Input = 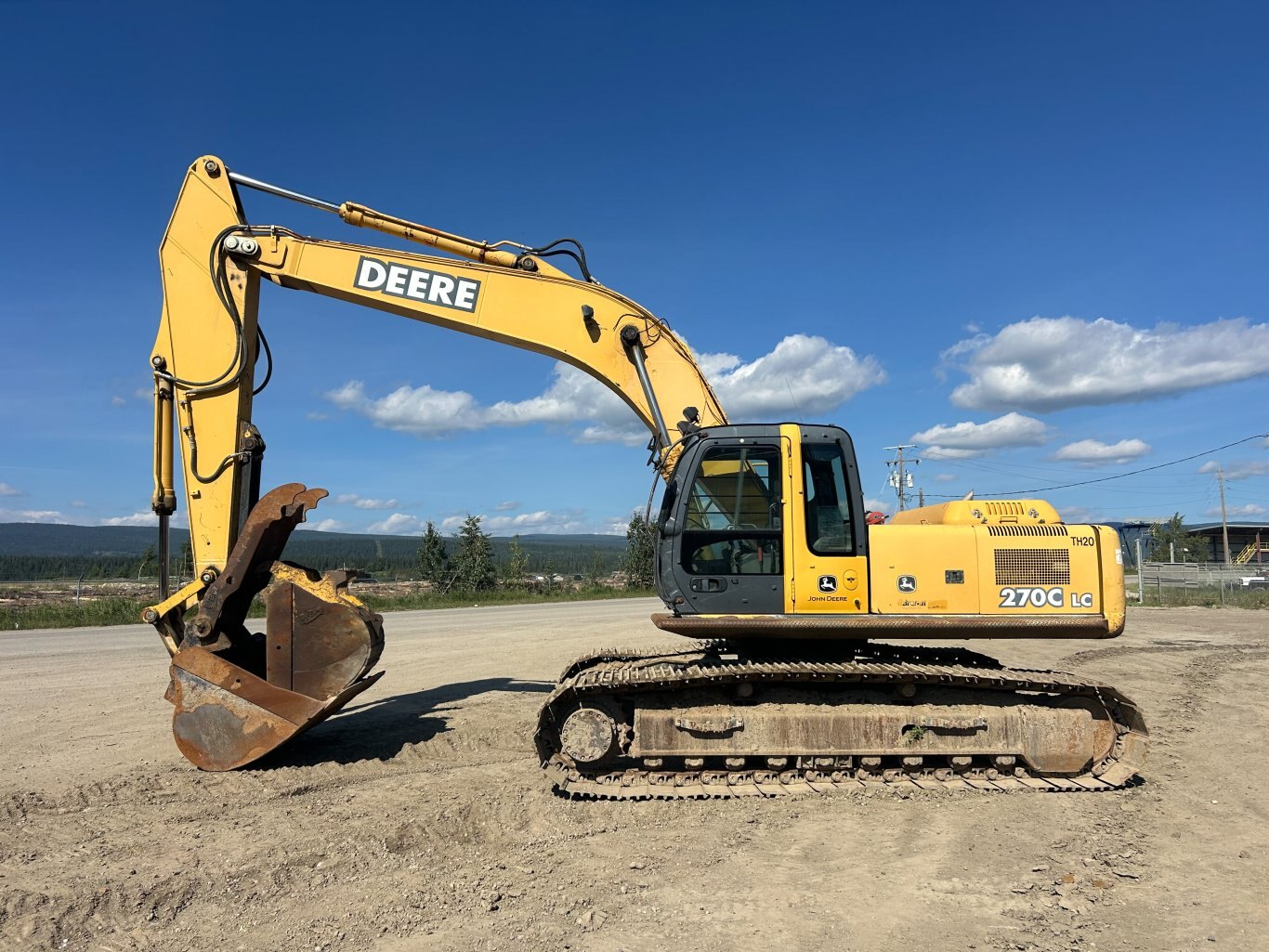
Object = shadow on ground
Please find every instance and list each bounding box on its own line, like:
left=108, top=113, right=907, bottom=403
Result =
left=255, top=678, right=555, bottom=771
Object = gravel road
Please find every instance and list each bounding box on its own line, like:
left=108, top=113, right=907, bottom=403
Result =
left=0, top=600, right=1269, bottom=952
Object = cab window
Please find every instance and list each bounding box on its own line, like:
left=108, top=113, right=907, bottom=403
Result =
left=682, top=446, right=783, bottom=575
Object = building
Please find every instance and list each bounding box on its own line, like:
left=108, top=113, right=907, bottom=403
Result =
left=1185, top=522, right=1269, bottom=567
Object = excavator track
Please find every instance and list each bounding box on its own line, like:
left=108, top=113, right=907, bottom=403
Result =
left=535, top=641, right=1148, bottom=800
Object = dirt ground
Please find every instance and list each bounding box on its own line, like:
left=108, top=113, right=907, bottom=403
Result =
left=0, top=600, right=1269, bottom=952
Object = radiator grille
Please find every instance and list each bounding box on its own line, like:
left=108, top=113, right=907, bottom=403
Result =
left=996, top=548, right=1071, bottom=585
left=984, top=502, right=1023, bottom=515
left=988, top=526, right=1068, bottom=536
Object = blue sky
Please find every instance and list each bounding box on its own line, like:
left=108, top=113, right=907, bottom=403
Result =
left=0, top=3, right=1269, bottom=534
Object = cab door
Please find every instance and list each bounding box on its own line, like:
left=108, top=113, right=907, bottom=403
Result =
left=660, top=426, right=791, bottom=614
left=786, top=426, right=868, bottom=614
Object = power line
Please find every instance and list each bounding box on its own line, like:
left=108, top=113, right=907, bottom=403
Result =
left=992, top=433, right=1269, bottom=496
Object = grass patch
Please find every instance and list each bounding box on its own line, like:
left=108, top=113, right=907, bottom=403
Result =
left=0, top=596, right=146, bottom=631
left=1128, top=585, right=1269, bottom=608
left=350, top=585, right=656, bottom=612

What to do => Can you reproduce the part of the material that opens with the line containing "Object = cab door" and closes at the end of the material, including that line and every request line, with every bounding box coordinate in the results shifted up by 89?

Written solution =>
Object = cab door
Please find every instance and list each bounding box on its own line, like:
left=108, top=113, right=907, bottom=403
Result =
left=749, top=515, right=880, bottom=703
left=875, top=515, right=957, bottom=703
Object = power line
Please find every instance and list each bounding box on its own line, like:
left=108, top=113, right=907, bottom=403
Result =
left=1081, top=522, right=1358, bottom=585
Object = grass patch
Please find every instance and list each bounding box on its own line, like:
left=108, top=113, right=907, bottom=403
Result =
left=89, top=685, right=235, bottom=720
left=1217, top=674, right=1358, bottom=697
left=439, top=674, right=745, bottom=701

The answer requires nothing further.